(Segmentation mask data)

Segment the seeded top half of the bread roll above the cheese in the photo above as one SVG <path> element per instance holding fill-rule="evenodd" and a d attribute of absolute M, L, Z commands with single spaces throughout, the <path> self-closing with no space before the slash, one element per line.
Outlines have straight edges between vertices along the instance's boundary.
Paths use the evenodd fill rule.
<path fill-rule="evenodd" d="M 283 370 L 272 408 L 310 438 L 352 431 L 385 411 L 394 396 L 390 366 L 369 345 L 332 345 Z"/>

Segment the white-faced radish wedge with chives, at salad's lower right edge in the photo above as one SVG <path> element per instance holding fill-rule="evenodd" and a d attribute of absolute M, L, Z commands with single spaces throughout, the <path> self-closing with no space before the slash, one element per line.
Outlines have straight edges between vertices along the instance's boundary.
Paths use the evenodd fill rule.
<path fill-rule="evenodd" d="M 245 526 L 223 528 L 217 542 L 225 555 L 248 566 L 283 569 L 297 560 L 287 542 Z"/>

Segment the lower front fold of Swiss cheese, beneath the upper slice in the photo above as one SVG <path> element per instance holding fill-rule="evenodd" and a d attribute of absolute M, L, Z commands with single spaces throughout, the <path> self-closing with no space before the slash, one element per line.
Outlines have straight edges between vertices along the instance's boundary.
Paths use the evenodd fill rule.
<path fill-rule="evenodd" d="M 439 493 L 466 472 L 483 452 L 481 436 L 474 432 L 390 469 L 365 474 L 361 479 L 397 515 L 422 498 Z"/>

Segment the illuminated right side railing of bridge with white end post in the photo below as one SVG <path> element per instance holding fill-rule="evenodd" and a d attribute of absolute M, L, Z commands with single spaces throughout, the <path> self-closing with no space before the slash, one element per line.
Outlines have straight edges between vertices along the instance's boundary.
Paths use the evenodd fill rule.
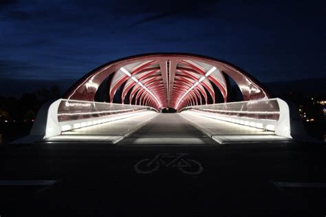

- **TO DO**: Without the images, write out all of the records exactly.

- **SOLUTION BELOW**:
Segment the seeded top half of the bread roll above the cheese in the photo above as one SVG <path> element per instance holding fill-rule="evenodd" and a d attribute of absolute M, L, Z commands with single spaces throughout, the <path> self-closing with no space before the slash, one element per line.
Outlines have straight edges between vertices along the instance's boundary.
Paths use the evenodd fill rule.
<path fill-rule="evenodd" d="M 283 370 L 272 408 L 310 438 L 352 431 L 385 411 L 394 396 L 390 366 L 369 345 L 332 345 Z"/>

Segment the white-faced radish wedge with chives, at salad's lower right edge in the photo above as one SVG <path> element per instance holding fill-rule="evenodd" and a d attribute of absolute M, L, Z commands with single spaces throughout, the <path> self-closing with no space before the slash, one element per line.
Outlines have straight edges between vertices along the instance's boundary.
Paths use the evenodd fill rule.
<path fill-rule="evenodd" d="M 245 526 L 223 528 L 217 542 L 225 555 L 248 566 L 283 569 L 297 560 L 287 542 Z"/>

Segment the lower front fold of Swiss cheese, beneath the upper slice in the photo above as one SVG <path> element per instance holding fill-rule="evenodd" and a d attribute of absolute M, L, Z commands with single spaces throughout, the <path> self-closing with no space before the slash, one element per line.
Outlines have straight edges between vertices along the instance's boundary.
Paths use the evenodd fill rule.
<path fill-rule="evenodd" d="M 439 493 L 466 472 L 483 452 L 481 436 L 474 432 L 390 469 L 365 474 L 361 479 L 397 515 L 422 498 Z"/>

Segment the illuminated right side railing of bridge with white end post in the photo below as one SVG <path> element per instance holding fill-rule="evenodd" and a d attribute of absolute M, L, Z commands with single spaces throughout, the <path> self-closing with no space before the slash, one element per line.
Outlines have straight edges between vertices along the instance's boundary.
Paths use the evenodd fill rule.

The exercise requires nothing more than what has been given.